** PROVIDED RECORDS follows **

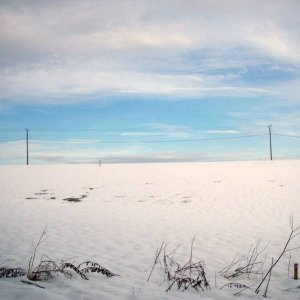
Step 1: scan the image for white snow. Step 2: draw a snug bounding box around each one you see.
[1,160,300,299]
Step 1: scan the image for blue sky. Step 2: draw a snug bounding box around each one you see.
[0,0,300,164]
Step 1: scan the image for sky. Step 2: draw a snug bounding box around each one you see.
[0,0,300,164]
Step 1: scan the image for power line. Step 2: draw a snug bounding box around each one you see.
[0,138,25,143]
[2,133,300,145]
[23,134,267,144]
[273,133,300,139]
[102,134,267,143]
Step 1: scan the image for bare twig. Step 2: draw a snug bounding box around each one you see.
[255,214,300,294]
[233,284,254,296]
[28,229,47,280]
[220,240,268,280]
[189,236,195,263]
[263,258,273,298]
[147,241,165,282]
[215,272,217,288]
[21,280,45,289]
[153,239,210,293]
[288,252,291,277]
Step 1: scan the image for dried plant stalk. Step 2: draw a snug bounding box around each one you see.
[152,238,210,293]
[219,240,268,279]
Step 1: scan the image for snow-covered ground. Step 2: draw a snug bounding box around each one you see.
[1,160,300,299]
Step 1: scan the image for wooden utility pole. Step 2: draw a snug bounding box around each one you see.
[294,263,298,280]
[26,129,29,165]
[267,124,273,161]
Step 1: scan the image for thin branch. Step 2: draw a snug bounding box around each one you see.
[288,252,291,277]
[21,280,45,289]
[28,229,47,279]
[286,246,300,252]
[263,258,274,298]
[147,241,165,282]
[233,284,254,296]
[255,214,300,294]
[190,236,196,262]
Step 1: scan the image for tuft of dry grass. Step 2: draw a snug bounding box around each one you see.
[26,230,117,282]
[219,239,268,280]
[149,237,210,293]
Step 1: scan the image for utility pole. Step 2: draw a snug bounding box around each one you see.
[26,129,29,165]
[267,124,272,161]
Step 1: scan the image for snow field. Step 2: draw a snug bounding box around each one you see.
[0,160,300,299]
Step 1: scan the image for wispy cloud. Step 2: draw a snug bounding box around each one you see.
[0,0,299,103]
[0,65,280,103]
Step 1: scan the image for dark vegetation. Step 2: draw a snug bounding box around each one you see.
[1,215,300,297]
[25,187,96,202]
[0,230,117,289]
[147,238,210,293]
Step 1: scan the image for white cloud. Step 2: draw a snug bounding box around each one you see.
[1,63,279,102]
[68,27,192,51]
[246,23,300,63]
[0,0,299,102]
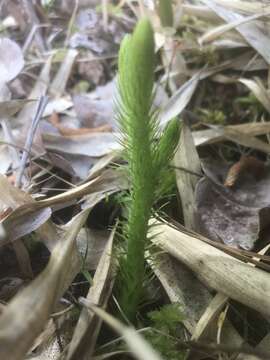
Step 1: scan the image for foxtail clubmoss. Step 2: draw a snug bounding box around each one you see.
[116,18,181,322]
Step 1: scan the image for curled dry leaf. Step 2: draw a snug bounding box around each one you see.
[0,175,51,245]
[49,111,112,136]
[224,155,265,187]
[2,206,52,245]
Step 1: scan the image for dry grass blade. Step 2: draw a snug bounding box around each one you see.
[202,0,270,64]
[159,72,200,126]
[199,10,270,46]
[79,301,165,360]
[36,176,100,208]
[182,4,221,22]
[239,78,270,113]
[210,0,270,14]
[150,219,270,317]
[50,49,78,96]
[174,122,201,229]
[36,168,126,209]
[16,95,49,187]
[223,129,270,154]
[1,169,126,247]
[67,227,116,359]
[193,122,270,147]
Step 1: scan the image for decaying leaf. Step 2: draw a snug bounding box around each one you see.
[195,160,270,250]
[0,189,109,359]
[151,253,212,333]
[76,228,110,270]
[0,38,24,84]
[0,210,87,360]
[43,132,120,157]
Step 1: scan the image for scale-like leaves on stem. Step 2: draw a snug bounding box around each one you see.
[116,18,180,322]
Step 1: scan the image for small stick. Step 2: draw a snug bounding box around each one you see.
[16,95,49,188]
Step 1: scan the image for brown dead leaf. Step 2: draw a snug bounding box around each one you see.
[0,175,52,245]
[0,183,120,359]
[0,210,87,360]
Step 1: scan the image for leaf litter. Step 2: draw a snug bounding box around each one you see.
[2,1,270,359]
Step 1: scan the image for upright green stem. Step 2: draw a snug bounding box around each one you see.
[121,137,155,319]
[116,18,180,322]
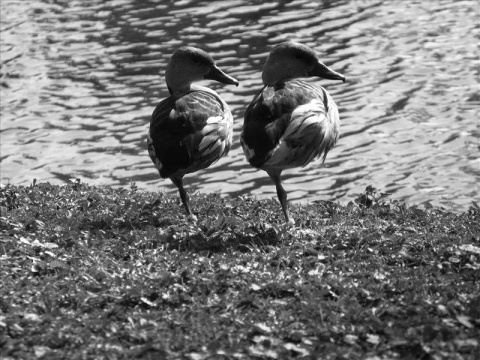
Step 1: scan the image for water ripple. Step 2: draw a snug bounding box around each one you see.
[1,0,478,212]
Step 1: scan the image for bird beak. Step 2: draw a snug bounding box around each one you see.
[309,61,345,82]
[204,65,239,86]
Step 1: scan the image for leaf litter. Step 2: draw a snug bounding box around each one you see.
[0,181,479,359]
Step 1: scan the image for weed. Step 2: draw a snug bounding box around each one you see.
[0,182,479,359]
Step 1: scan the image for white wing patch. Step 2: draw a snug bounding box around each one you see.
[206,115,223,124]
[199,136,223,156]
[198,112,233,162]
[265,99,339,169]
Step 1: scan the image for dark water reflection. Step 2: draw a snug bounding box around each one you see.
[1,0,479,211]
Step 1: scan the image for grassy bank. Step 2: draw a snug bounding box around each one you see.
[1,180,479,360]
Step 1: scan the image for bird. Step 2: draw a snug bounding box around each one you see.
[240,41,345,224]
[147,46,239,220]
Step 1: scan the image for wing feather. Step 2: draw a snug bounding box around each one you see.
[241,80,339,170]
[148,89,233,178]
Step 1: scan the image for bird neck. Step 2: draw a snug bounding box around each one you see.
[167,83,192,97]
[165,60,198,96]
[262,60,307,87]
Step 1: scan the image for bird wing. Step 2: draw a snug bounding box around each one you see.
[241,80,339,169]
[148,89,233,178]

** End of PROVIDED RECORDS **

Only a word-for-word repetition of the lines from the one containing "Step 1: scan the image for bird." to the final line of the data above counts as the answer.

> ANSWER SPACE
Step 1: scan the image for bird. Step 2: draw a snug bounding box around each one you see.
[240,41,345,224]
[147,46,239,220]
Step 1: scan the image for wing feather. Step 2: draw a snug bounding box around each one you see.
[241,80,339,170]
[148,89,233,178]
Step 1: scan the image for bird neck. Step 2: draw a snug bounding box around each one you see.
[167,83,192,97]
[165,60,198,96]
[262,60,307,87]
Step 1: scan the image for bird wing. Step 2: draw a snug bounding box around each one you see.
[241,80,339,169]
[148,89,233,178]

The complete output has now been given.